About this exercise :: Could you please retype all of the records exactly, skipping any pictures?

Records for this task ::
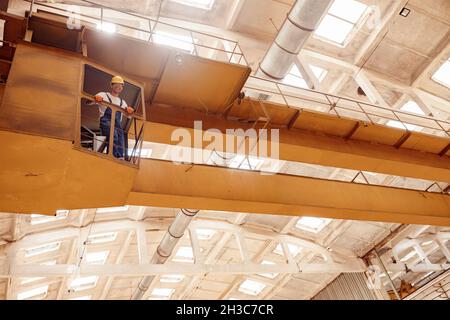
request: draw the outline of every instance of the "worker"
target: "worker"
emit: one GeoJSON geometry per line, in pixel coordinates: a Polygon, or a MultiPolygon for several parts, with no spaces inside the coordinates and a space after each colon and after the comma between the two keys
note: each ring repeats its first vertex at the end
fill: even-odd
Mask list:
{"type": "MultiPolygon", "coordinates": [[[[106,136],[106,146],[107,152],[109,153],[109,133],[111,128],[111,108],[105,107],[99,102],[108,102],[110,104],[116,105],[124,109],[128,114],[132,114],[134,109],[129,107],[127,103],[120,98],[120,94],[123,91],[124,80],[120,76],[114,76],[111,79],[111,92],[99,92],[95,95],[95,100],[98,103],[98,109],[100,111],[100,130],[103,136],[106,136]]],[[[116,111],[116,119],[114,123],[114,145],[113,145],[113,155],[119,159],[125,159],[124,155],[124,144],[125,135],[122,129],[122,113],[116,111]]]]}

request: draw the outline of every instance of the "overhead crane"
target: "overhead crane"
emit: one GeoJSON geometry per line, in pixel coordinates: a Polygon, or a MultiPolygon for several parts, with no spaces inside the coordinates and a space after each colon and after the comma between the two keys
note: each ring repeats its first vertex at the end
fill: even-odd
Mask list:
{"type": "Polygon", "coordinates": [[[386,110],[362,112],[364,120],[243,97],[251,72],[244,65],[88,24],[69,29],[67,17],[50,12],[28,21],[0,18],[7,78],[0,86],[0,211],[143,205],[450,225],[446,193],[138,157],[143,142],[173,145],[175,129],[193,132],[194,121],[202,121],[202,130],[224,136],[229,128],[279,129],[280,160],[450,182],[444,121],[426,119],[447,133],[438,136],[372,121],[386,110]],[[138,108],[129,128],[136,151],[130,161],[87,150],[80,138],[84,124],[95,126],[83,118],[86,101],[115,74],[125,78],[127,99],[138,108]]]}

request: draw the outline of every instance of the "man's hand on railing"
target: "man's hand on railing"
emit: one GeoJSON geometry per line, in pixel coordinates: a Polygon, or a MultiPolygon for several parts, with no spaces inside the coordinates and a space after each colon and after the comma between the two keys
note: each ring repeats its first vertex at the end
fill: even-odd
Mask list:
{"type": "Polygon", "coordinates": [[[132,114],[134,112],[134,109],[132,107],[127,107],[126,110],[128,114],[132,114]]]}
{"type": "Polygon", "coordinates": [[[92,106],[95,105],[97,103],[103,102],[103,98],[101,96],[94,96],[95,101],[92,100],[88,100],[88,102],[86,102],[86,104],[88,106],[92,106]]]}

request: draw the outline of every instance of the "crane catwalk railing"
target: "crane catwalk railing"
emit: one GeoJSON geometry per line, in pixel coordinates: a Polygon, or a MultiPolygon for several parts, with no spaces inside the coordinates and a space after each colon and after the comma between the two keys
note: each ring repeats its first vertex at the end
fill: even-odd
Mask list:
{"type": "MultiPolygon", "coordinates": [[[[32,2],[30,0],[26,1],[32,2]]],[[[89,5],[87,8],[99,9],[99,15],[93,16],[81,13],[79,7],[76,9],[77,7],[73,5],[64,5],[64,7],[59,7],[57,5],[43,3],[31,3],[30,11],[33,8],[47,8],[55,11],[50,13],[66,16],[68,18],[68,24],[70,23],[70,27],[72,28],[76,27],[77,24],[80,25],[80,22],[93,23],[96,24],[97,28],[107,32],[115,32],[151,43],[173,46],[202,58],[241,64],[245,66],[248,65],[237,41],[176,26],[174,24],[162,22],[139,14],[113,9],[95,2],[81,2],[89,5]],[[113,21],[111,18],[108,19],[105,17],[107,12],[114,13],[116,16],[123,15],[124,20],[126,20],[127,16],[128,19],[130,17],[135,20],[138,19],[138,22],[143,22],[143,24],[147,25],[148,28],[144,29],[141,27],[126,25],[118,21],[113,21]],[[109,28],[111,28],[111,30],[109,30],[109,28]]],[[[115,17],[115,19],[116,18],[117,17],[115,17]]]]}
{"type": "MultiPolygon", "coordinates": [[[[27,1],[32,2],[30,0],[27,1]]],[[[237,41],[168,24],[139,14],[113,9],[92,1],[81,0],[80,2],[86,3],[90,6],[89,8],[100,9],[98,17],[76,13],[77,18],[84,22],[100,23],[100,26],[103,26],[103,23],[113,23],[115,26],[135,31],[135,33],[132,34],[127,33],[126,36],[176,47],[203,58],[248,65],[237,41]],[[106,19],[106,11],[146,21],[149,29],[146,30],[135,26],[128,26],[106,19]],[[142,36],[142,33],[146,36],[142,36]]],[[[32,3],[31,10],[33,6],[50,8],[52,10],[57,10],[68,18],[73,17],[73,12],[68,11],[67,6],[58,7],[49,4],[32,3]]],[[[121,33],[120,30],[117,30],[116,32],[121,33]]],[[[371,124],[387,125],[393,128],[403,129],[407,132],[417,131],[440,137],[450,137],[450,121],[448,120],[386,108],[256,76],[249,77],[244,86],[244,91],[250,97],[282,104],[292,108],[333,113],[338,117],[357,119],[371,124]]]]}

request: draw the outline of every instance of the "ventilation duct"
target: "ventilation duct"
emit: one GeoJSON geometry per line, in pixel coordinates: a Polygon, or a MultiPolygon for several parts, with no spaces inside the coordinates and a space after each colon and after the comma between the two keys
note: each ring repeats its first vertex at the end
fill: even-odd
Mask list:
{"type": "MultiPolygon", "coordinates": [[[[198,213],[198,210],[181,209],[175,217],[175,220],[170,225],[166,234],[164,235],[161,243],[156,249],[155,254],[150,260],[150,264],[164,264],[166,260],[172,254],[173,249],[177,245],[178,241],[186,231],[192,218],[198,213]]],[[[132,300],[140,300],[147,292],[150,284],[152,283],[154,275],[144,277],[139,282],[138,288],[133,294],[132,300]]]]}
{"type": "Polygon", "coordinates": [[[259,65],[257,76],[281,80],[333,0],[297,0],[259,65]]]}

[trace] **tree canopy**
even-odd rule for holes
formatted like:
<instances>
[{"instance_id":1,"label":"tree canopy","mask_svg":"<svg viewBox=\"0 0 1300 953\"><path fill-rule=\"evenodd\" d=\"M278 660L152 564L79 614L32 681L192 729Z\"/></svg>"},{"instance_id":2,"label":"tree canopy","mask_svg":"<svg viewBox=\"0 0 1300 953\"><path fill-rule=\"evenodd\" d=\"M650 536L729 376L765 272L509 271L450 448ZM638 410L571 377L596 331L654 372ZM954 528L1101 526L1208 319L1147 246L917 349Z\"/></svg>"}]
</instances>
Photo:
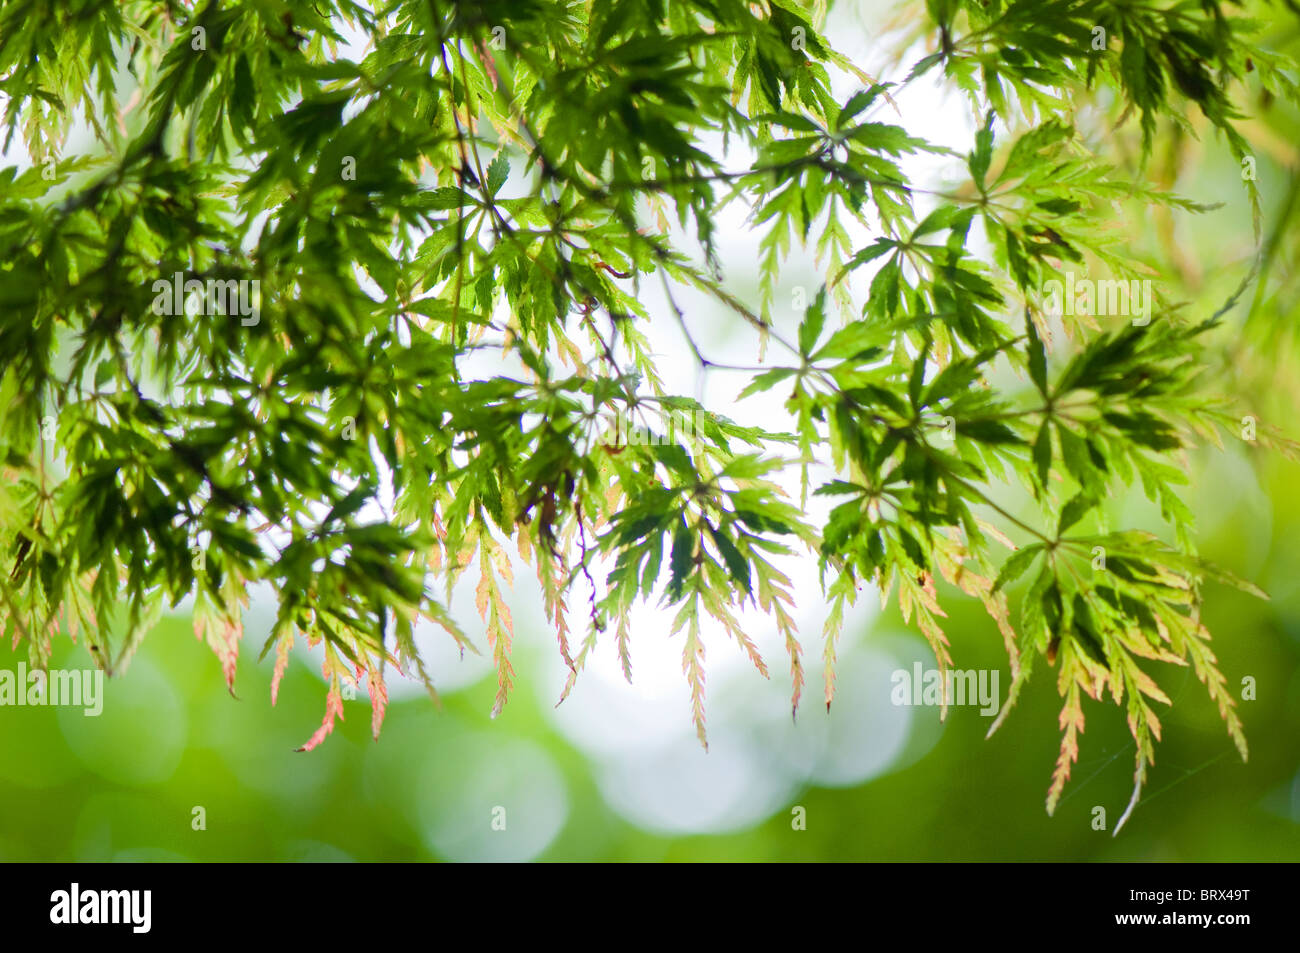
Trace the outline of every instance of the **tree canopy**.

Written solution ::
request: draw the outline of every instance of the "worker"
target: "worker"
emit: one GeoJSON geometry per line, in pixel coordinates: a Polygon, or a MultiPolygon for several parts, with no spaces inside the coordinates and a space after each colon and after the comma between the two keys
note: each ring repeats its first vertex at the end
fill: even-odd
Mask list:
{"type": "MultiPolygon", "coordinates": [[[[106,136],[106,146],[107,152],[109,153],[109,133],[111,128],[111,108],[105,107],[99,102],[108,102],[110,104],[116,105],[124,109],[128,114],[132,114],[134,109],[129,107],[127,103],[120,98],[120,94],[123,91],[124,80],[120,76],[114,76],[111,79],[111,92],[99,92],[95,95],[95,100],[98,103],[98,109],[100,111],[100,130],[103,136],[106,136]]],[[[116,111],[116,119],[114,123],[114,145],[113,145],[113,155],[119,159],[125,159],[124,155],[124,144],[125,135],[122,129],[122,113],[116,111]]]]}

request: draw the outline of every instance of the "overhead crane"
target: "overhead crane"
emit: one GeoJSON geometry per line, in pixel coordinates: a Polygon, or a MultiPolygon for several parts, with no spaces inside the coordinates and a space after each colon and after the comma between the two keys
note: each ring repeats its first vertex at the end
fill: even-odd
Mask list:
{"type": "Polygon", "coordinates": [[[386,110],[362,112],[364,120],[243,97],[251,72],[244,65],[88,24],[69,29],[67,17],[50,12],[28,21],[0,18],[7,78],[0,86],[0,211],[143,205],[450,225],[446,193],[138,157],[143,142],[173,145],[175,129],[193,132],[194,121],[202,121],[202,130],[224,136],[229,128],[279,129],[280,160],[450,182],[444,121],[426,119],[447,133],[438,136],[372,121],[386,110]],[[138,108],[129,128],[136,151],[130,161],[87,150],[80,138],[84,124],[95,126],[83,118],[86,101],[115,74],[125,78],[127,99],[138,108]]]}

request: draw the outline of every instance of the "man's hand on railing"
target: "man's hand on railing"
emit: one GeoJSON geometry per line, in pixel coordinates: a Polygon, or a MultiPolygon for several parts, with no spaces inside the coordinates and a space after each colon and after the comma between the two keys
note: each ring repeats its first vertex at the end
fill: even-odd
Mask list:
{"type": "Polygon", "coordinates": [[[132,114],[134,112],[134,109],[132,107],[127,107],[126,110],[128,114],[132,114]]]}
{"type": "Polygon", "coordinates": [[[92,106],[95,105],[97,103],[103,102],[103,98],[101,96],[94,96],[95,101],[92,100],[88,100],[88,102],[86,102],[86,104],[88,106],[92,106]]]}

request: draw the outline of every instance of the "crane catwalk railing"
target: "crane catwalk railing"
emit: one GeoJSON geometry per line, in pixel coordinates: a Polygon, or a MultiPolygon for several parts, with no spaces inside the coordinates and a space after each colon and after the comma between the two keys
note: each ring repeats its first vertex at the end
fill: even-odd
Mask list:
{"type": "MultiPolygon", "coordinates": [[[[32,2],[30,0],[26,1],[32,2]]],[[[89,5],[87,8],[99,9],[99,15],[93,16],[81,13],[79,7],[76,9],[77,7],[73,5],[64,5],[64,7],[59,7],[57,5],[43,3],[31,3],[30,11],[33,8],[47,8],[55,11],[50,13],[66,16],[68,18],[68,24],[70,23],[70,27],[72,28],[76,27],[77,24],[80,25],[80,22],[93,23],[96,24],[97,28],[107,32],[115,32],[151,43],[173,46],[202,58],[241,64],[245,66],[248,65],[237,41],[176,26],[174,24],[162,22],[139,14],[113,9],[95,2],[81,2],[89,5]],[[113,21],[111,18],[108,19],[105,17],[107,12],[114,13],[116,16],[123,15],[124,20],[126,20],[127,16],[128,19],[130,17],[135,20],[138,19],[138,22],[143,22],[143,24],[147,25],[148,28],[144,29],[141,27],[126,25],[118,21],[113,21]],[[109,28],[111,28],[111,30],[109,30],[109,28]]],[[[115,17],[115,19],[116,18],[117,17],[115,17]]]]}
{"type": "MultiPolygon", "coordinates": [[[[27,1],[32,2],[30,0],[27,1]]],[[[237,41],[168,24],[139,14],[113,9],[92,1],[81,0],[80,2],[86,3],[90,6],[89,8],[100,9],[98,17],[76,13],[77,18],[84,22],[100,23],[100,26],[103,26],[103,23],[113,23],[115,26],[135,31],[135,33],[132,34],[127,33],[126,36],[176,47],[203,58],[248,65],[237,41]],[[106,19],[106,11],[146,21],[149,29],[146,30],[135,26],[128,26],[106,19]],[[142,36],[142,33],[146,36],[142,36]]],[[[32,3],[31,10],[33,6],[50,8],[52,10],[57,10],[68,18],[73,17],[73,12],[68,11],[67,6],[58,7],[49,4],[32,3]]],[[[121,33],[120,30],[117,30],[116,32],[121,33]]],[[[371,124],[387,125],[393,128],[403,129],[407,132],[417,131],[440,137],[450,137],[450,121],[448,120],[386,108],[256,76],[249,77],[244,86],[244,91],[250,97],[282,104],[292,108],[333,113],[338,117],[357,119],[371,124]]]]}

request: draw the outline of every instance of the "ventilation duct"
target: "ventilation duct"
emit: one GeoJSON geometry per line, in pixel coordinates: a Polygon, or a MultiPolygon for several parts, with no spaces inside the coordinates and a space after each colon and after the comma between the two keys
note: each ring repeats its first vertex at the end
fill: even-odd
Mask list:
{"type": "MultiPolygon", "coordinates": [[[[198,213],[198,210],[181,209],[175,217],[175,220],[170,225],[166,234],[164,235],[161,243],[156,249],[155,254],[150,260],[150,264],[164,264],[166,260],[172,254],[173,249],[177,245],[178,241],[186,231],[192,218],[198,213]]],[[[132,300],[140,300],[147,292],[150,284],[152,283],[154,275],[144,277],[139,282],[138,288],[133,294],[132,300]]]]}
{"type": "Polygon", "coordinates": [[[259,65],[257,76],[281,80],[333,0],[297,0],[259,65]]]}

[trace] **tree canopy**
even-odd rule for holes
formatted like:
<instances>
[{"instance_id":1,"label":"tree canopy","mask_svg":"<svg viewBox=\"0 0 1300 953\"><path fill-rule=\"evenodd\" d=\"M278 660L152 564L79 614L32 681L192 729Z\"/></svg>"},{"instance_id":2,"label":"tree canopy","mask_svg":"<svg viewBox=\"0 0 1300 953\"><path fill-rule=\"evenodd\" d=\"M650 536L729 376L765 272L509 271L450 448ZM638 410L571 377L596 331L654 372ZM954 528L1101 526L1208 319L1147 246L917 349Z\"/></svg>"}]
</instances>
Photo:
Trace the outline of every instance of the **tree canopy**.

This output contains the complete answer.